■ **AIM OF THE TASK**:
Pull out every line of the records below that contains the word "logo", and copy each one unchanged.

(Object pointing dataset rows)

* begin *

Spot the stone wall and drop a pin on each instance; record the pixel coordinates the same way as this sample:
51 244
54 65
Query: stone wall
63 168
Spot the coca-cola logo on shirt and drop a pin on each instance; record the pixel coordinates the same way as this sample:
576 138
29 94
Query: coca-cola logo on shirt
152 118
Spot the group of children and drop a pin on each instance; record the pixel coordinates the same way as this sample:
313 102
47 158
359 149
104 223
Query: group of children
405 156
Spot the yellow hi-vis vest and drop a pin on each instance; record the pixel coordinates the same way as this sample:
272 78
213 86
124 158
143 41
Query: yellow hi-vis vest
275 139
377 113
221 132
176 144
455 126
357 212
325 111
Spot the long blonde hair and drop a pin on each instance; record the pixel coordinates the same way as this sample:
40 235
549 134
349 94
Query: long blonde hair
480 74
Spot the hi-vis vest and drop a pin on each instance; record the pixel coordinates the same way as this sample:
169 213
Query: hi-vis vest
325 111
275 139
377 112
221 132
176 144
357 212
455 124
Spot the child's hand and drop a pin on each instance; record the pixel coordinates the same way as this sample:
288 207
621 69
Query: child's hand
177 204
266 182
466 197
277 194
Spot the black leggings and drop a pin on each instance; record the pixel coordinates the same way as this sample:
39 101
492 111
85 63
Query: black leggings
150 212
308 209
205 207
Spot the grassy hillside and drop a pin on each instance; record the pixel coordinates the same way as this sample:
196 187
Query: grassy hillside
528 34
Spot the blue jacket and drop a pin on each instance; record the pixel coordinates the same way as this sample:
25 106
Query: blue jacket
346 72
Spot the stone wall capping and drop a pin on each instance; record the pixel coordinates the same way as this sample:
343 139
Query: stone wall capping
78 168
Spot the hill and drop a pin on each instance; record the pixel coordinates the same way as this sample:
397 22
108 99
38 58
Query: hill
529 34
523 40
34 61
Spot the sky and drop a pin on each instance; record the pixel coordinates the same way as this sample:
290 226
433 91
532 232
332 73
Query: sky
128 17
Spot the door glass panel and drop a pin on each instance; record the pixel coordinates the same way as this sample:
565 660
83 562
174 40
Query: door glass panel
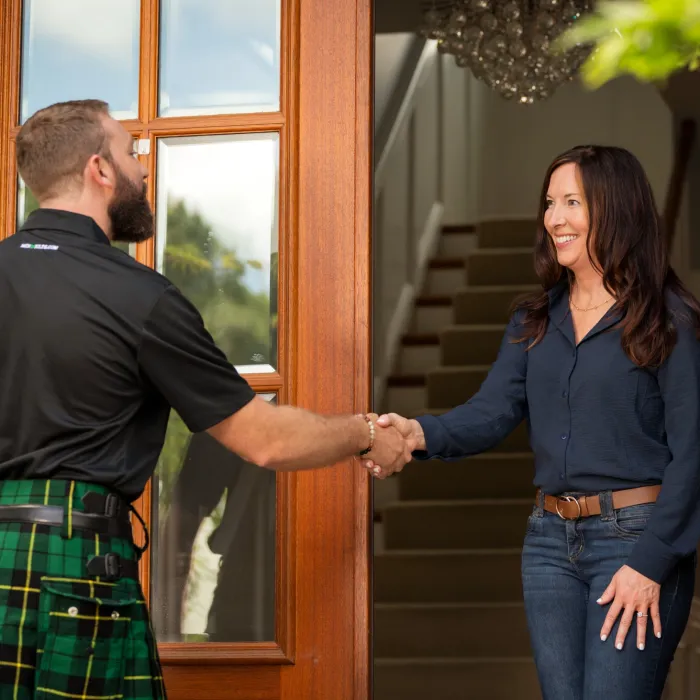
213 547
216 239
219 57
79 49
26 202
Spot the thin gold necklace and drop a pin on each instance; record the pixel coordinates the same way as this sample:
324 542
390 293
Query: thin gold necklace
590 308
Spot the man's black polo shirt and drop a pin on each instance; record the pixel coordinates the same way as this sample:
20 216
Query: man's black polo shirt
96 349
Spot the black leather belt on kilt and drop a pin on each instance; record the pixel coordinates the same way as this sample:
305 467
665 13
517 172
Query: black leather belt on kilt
106 515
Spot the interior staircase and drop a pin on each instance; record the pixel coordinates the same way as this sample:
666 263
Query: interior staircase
449 618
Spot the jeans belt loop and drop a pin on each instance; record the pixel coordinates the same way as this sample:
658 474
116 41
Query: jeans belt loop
67 527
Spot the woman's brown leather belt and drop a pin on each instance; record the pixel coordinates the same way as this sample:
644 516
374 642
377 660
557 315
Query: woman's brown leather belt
573 508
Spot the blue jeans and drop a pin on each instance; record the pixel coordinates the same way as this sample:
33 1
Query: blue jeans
566 567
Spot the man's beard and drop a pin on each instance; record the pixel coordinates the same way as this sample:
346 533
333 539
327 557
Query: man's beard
130 213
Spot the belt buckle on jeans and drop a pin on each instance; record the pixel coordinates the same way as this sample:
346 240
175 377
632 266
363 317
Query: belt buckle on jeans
569 499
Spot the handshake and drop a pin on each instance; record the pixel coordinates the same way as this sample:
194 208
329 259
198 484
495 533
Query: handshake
395 439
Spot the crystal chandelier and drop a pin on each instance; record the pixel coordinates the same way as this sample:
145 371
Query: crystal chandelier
507 43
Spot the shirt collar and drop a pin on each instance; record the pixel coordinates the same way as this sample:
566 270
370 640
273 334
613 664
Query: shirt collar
559 312
67 222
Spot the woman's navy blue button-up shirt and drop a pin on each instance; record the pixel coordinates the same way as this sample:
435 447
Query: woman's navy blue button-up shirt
596 421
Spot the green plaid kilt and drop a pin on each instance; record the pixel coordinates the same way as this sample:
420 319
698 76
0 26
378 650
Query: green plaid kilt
62 633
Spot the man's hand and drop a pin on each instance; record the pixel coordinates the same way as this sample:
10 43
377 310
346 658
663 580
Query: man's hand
412 434
390 448
633 595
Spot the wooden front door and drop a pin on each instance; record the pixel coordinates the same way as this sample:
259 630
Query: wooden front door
254 119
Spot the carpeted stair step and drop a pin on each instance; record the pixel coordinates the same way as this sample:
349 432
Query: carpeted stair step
474 344
510 266
490 475
487 303
457 242
450 630
460 575
507 234
459 524
420 352
445 276
432 313
512 678
452 386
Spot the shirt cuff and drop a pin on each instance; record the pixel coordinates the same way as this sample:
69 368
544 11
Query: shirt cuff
434 435
652 558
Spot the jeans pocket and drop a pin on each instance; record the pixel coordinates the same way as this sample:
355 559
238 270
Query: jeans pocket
83 629
630 522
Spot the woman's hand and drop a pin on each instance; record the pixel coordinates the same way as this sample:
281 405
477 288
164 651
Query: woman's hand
635 596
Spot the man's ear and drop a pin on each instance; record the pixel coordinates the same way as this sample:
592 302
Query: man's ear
100 171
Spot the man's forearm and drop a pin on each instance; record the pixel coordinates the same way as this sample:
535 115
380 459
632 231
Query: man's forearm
304 440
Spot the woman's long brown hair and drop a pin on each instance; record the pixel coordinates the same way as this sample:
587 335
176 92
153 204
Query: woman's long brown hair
627 240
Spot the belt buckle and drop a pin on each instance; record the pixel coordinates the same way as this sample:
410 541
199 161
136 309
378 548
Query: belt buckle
569 499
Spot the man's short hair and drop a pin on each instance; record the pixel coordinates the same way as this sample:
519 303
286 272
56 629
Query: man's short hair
55 144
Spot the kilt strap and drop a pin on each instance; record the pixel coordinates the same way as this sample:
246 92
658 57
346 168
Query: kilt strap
55 515
112 567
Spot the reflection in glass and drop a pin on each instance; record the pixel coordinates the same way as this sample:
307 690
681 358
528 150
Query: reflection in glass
214 543
219 57
78 49
216 240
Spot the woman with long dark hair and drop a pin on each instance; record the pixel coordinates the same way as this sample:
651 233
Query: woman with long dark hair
604 364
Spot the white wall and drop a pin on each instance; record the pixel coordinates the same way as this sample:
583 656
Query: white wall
390 51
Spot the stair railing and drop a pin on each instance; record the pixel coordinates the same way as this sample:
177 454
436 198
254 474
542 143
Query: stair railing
408 201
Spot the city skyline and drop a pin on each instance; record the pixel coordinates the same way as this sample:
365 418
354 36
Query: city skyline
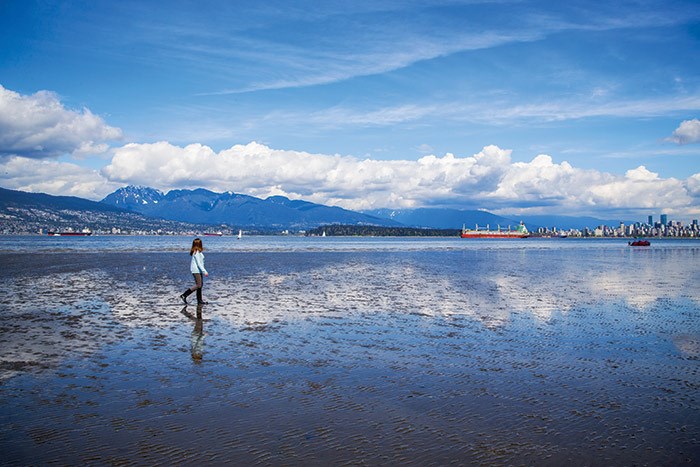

* end *

■ **TASK ANSWER**:
Spot the coca-cola logo on shirt and drop a pin on each instance; record the pixel coordinates the same way as this sample:
Query: coca-cola logo on shirt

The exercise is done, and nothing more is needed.